Task goal: Copy the lines below without any change, taking only the part that opens with the line containing "Quick question — can you spot any leafy" and closes with the line containing "348 423 469 495", both ends included.

(Entries on locating named things)
* * * *
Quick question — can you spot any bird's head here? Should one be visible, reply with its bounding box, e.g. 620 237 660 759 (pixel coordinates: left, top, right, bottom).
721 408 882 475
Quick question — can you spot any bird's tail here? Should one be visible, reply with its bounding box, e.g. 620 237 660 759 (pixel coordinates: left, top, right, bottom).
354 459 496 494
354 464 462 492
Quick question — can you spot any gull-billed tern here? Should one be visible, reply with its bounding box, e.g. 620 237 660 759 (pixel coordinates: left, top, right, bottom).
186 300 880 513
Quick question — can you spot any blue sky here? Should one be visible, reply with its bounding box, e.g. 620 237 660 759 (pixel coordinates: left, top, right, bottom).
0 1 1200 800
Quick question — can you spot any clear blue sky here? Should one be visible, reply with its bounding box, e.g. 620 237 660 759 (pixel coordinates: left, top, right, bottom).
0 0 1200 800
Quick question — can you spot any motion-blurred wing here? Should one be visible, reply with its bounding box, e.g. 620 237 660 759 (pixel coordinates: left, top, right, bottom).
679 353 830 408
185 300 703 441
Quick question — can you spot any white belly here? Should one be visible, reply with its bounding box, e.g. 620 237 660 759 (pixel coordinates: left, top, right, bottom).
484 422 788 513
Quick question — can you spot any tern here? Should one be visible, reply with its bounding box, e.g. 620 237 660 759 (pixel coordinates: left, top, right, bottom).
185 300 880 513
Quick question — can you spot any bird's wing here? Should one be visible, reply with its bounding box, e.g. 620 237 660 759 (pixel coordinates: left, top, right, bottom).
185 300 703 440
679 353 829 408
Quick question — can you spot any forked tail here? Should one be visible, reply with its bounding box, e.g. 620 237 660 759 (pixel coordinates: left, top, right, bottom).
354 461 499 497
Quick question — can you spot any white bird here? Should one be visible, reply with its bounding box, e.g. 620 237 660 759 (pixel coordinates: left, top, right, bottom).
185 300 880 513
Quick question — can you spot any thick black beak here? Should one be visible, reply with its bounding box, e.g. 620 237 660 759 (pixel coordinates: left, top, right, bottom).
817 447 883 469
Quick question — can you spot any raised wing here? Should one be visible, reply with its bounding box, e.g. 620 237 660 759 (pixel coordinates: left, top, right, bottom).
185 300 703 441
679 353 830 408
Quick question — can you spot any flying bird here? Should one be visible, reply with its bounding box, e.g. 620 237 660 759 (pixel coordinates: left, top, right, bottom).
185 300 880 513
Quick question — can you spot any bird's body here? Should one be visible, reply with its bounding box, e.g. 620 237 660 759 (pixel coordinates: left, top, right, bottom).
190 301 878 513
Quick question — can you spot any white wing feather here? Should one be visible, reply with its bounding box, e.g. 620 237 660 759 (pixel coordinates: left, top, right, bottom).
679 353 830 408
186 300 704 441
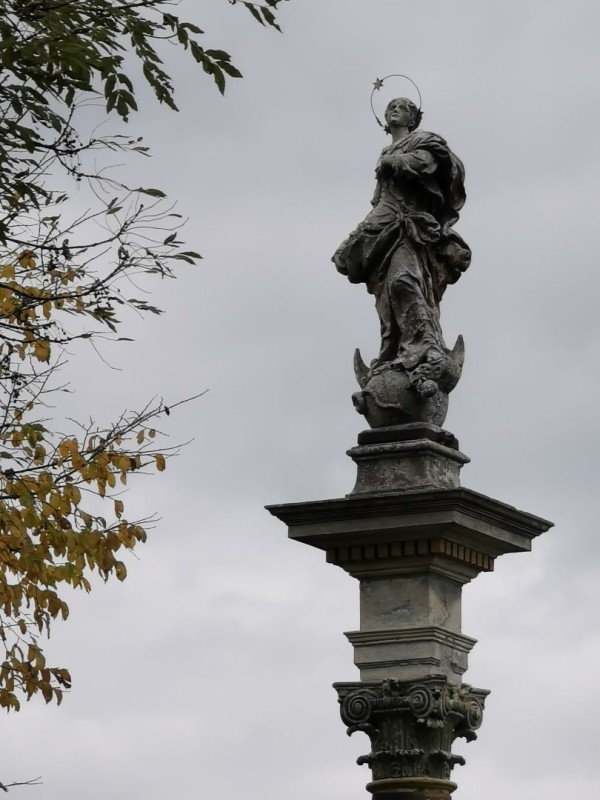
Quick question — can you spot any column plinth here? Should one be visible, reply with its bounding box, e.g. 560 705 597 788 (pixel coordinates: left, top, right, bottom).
268 423 552 800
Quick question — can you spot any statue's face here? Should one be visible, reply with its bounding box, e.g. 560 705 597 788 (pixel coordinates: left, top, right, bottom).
385 97 414 128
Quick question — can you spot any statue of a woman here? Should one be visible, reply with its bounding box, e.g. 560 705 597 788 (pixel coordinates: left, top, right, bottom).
333 97 471 427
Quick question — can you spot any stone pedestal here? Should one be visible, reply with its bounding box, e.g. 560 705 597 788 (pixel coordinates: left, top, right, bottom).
269 424 552 800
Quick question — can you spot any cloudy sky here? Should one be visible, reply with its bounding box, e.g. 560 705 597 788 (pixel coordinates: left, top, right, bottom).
1 0 600 800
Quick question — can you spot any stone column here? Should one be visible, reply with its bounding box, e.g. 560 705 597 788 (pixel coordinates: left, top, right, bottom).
269 423 552 800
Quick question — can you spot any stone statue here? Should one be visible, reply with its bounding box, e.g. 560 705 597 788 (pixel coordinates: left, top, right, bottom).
332 92 471 428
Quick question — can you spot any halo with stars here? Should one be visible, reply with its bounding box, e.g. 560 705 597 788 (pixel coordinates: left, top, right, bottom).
371 73 423 128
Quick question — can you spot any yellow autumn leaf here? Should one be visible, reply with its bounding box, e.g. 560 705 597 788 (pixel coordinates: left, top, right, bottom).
32 339 50 361
19 250 36 269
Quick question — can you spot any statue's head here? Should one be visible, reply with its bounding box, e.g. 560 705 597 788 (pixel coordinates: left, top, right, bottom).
384 97 423 133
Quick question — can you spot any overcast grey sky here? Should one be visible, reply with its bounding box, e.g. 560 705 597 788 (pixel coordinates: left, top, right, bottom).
1 0 600 800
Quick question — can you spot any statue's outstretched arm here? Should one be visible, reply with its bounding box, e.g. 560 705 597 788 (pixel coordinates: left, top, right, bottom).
381 150 437 175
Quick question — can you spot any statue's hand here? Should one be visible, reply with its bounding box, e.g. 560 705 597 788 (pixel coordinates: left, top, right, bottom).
375 156 394 178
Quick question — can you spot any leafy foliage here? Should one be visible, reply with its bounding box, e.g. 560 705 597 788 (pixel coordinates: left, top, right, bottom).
0 0 282 712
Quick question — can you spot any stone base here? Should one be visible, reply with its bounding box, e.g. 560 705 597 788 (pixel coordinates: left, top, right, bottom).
366 778 456 800
348 423 469 495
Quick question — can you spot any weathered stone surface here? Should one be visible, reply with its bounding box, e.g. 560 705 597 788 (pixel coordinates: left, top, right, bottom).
332 98 471 428
268 487 552 582
348 439 469 494
269 422 552 800
334 676 488 800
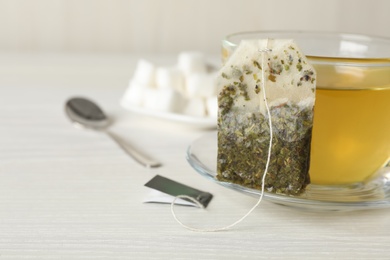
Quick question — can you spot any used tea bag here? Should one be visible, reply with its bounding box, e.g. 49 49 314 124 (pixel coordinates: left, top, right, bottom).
217 39 316 195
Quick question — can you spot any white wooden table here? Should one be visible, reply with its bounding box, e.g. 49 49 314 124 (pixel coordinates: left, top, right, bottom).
0 54 390 259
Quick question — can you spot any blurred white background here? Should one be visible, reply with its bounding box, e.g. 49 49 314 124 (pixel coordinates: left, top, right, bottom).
0 0 390 54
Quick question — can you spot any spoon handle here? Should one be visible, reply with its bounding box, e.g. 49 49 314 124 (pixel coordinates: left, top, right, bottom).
105 130 162 168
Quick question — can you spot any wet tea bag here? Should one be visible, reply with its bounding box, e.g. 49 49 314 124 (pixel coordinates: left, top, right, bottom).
217 39 316 195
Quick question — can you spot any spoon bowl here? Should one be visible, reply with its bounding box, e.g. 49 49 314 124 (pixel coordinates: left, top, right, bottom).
65 97 161 167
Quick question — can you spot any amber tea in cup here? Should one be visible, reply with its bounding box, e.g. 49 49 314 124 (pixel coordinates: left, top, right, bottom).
222 31 390 185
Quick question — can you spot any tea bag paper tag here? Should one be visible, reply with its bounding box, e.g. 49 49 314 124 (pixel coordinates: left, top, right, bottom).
144 175 213 208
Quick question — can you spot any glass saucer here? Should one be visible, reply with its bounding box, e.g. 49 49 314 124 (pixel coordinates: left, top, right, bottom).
187 132 390 211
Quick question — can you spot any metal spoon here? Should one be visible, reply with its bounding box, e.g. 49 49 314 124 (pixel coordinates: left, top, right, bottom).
65 97 161 167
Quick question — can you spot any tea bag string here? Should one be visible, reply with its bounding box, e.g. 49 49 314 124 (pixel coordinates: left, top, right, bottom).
171 44 273 232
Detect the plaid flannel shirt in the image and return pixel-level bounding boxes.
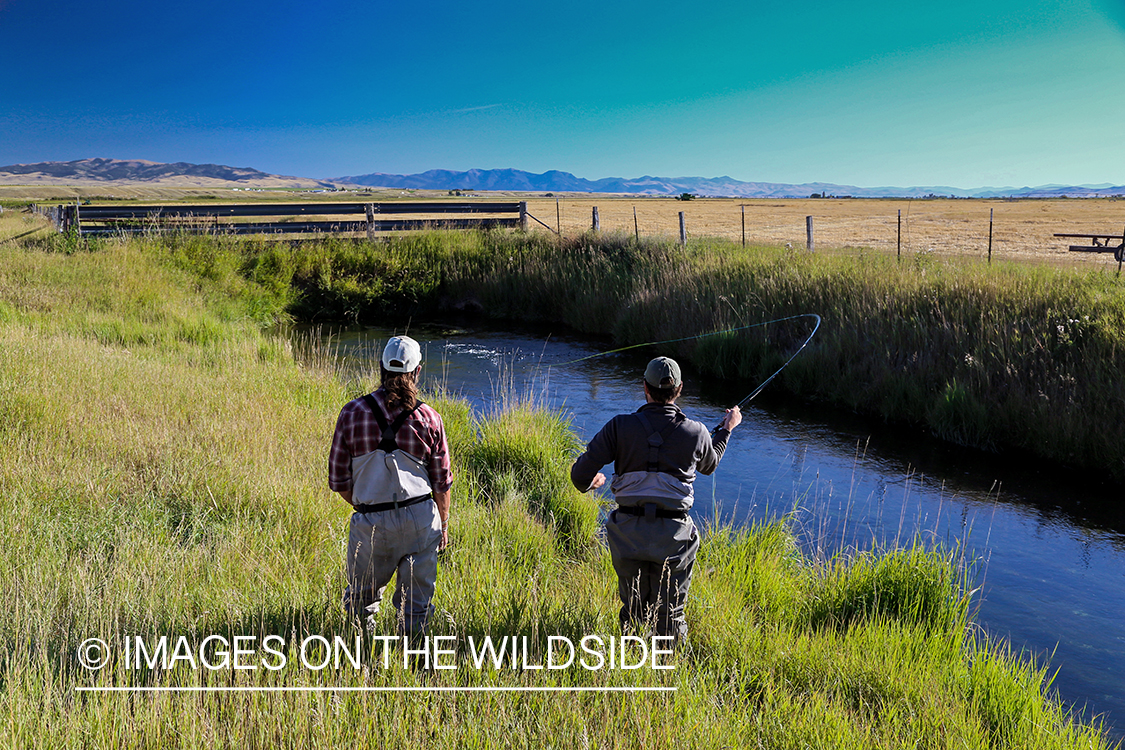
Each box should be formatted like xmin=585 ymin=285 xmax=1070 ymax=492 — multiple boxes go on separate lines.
xmin=329 ymin=388 xmax=453 ymax=493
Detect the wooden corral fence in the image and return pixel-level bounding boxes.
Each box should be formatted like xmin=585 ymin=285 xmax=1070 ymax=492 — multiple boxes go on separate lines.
xmin=35 ymin=201 xmax=529 ymax=238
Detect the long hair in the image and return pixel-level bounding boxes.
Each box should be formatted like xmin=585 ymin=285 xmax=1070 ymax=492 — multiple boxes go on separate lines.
xmin=379 ymin=363 xmax=419 ymax=412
* * * *
Exercise output:
Quick question — can you spot any leafy foliage here? Should one be visible, reply with its bounding box, e.g. 560 705 597 788 (pixel coordinates: left, top, right, bottom).
0 0 282 712
Quick question — can you spot any stone base here? Should one be visible, reply with its bounding box, e.g. 560 705 597 788 (pixel coordinates: left, top, right, bottom).
366 778 456 800
348 423 469 495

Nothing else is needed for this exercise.